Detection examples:
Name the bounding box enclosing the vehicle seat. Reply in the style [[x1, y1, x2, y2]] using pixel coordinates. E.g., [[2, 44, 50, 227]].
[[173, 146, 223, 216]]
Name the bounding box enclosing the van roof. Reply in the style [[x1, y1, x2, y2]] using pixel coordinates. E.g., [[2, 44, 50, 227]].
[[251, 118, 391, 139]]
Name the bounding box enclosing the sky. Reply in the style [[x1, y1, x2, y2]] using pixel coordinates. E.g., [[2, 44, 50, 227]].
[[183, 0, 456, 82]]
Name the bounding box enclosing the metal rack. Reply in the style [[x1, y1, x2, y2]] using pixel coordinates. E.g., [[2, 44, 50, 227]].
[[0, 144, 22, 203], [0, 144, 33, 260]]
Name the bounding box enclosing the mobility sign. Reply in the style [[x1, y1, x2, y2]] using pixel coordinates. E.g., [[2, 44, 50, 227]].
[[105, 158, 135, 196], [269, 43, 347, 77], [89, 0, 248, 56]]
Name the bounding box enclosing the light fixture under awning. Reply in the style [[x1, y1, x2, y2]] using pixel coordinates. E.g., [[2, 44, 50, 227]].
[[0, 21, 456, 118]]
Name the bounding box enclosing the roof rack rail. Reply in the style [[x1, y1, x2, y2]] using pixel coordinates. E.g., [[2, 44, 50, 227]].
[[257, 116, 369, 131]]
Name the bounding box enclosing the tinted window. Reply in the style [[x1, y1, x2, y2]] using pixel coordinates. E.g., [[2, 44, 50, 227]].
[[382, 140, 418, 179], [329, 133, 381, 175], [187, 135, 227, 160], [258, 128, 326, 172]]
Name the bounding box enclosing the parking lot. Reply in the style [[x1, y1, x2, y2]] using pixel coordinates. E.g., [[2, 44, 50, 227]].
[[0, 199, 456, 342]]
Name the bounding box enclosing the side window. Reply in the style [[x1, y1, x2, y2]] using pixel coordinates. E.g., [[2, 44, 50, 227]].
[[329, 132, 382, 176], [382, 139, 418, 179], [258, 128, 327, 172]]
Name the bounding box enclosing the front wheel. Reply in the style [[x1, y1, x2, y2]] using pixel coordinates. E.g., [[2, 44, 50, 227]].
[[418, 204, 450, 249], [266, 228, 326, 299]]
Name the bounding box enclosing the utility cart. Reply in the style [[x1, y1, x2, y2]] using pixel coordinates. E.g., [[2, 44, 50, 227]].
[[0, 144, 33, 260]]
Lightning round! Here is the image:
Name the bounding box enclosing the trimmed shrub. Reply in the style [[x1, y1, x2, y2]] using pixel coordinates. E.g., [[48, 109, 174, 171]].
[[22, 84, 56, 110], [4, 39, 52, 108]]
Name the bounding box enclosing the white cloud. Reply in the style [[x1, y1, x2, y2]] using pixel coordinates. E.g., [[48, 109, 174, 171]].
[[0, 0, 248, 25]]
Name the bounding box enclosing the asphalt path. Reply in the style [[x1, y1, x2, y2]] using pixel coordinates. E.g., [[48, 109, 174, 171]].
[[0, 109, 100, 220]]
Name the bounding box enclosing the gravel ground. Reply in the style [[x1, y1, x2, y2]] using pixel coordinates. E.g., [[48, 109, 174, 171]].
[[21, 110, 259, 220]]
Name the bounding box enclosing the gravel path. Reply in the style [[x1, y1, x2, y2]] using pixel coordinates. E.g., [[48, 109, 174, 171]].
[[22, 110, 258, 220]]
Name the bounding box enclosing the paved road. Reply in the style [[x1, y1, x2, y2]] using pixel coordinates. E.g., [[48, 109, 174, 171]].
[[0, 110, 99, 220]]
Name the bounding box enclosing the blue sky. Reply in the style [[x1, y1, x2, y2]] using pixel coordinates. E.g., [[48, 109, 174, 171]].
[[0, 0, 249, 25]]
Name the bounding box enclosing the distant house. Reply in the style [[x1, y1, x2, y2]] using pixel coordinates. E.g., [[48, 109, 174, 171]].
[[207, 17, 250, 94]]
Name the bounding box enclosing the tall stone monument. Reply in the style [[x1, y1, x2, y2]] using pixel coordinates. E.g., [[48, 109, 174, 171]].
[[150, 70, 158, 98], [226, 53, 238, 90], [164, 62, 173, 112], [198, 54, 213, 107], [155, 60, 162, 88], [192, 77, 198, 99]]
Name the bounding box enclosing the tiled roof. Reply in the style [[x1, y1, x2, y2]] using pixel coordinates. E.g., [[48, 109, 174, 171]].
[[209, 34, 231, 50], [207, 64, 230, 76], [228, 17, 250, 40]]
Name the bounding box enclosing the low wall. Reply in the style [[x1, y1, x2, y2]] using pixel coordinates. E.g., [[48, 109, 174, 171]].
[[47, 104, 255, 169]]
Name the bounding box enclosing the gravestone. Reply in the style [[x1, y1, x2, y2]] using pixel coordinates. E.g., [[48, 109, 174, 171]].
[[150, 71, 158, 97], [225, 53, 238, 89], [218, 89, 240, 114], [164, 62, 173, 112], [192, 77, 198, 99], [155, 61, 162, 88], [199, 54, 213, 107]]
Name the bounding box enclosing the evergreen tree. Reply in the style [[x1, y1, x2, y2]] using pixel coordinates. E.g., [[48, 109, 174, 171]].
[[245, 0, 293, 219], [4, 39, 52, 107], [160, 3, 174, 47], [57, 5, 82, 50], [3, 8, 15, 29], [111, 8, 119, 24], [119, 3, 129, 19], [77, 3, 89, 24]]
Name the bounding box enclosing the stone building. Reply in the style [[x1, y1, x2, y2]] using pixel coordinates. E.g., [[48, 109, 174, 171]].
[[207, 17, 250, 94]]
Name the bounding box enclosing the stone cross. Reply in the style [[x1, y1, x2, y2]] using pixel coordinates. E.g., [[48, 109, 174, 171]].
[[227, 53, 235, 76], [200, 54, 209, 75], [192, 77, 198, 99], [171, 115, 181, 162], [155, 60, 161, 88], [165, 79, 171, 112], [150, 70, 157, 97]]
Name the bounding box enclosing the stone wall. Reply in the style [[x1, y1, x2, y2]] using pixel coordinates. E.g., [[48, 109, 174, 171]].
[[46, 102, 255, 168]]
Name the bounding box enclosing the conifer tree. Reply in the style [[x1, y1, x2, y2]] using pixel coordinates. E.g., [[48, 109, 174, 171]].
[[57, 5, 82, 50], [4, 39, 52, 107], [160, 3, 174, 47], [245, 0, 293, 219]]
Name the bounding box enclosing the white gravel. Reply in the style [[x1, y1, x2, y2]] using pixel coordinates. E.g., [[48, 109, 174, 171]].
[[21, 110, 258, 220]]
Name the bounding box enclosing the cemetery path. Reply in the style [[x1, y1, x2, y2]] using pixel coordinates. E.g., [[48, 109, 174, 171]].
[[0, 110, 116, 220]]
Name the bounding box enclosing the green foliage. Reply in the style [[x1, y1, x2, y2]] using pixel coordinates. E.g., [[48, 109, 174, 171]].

* [Problem details]: Rewrite the material from its start through the line containing "[[0, 144, 22, 203], [0, 144, 33, 260]]", keeping every request unchanged and adding 107 to each coordinate in the answers.

* [Output of the exercise]:
Name the bounding box enclosing the vehicle seat. Reply in the style [[x1, y1, x2, y2]] using pixel coordinates. E.g., [[2, 44, 50, 227]].
[[280, 253, 330, 323]]
Name the bounding box enclosing the van roof. Reply in the style [[x1, y1, x2, y2]] using pixel coordinates. E.g., [[2, 44, 50, 227]].
[[358, 225, 498, 246]]
Name the bounding box enclosing the sky. Reply in the style [[x1, y1, x2, y2]] using pixel coordinates. E.g., [[2, 44, 50, 227]].
[[290, 107, 563, 189]]
Name the bounding box enclosing the metal rack. Reply in the style [[x1, y1, x2, y2]] using pixel coordinates. E.g., [[2, 44, 50, 227]].
[[107, 251, 129, 310], [107, 251, 140, 367]]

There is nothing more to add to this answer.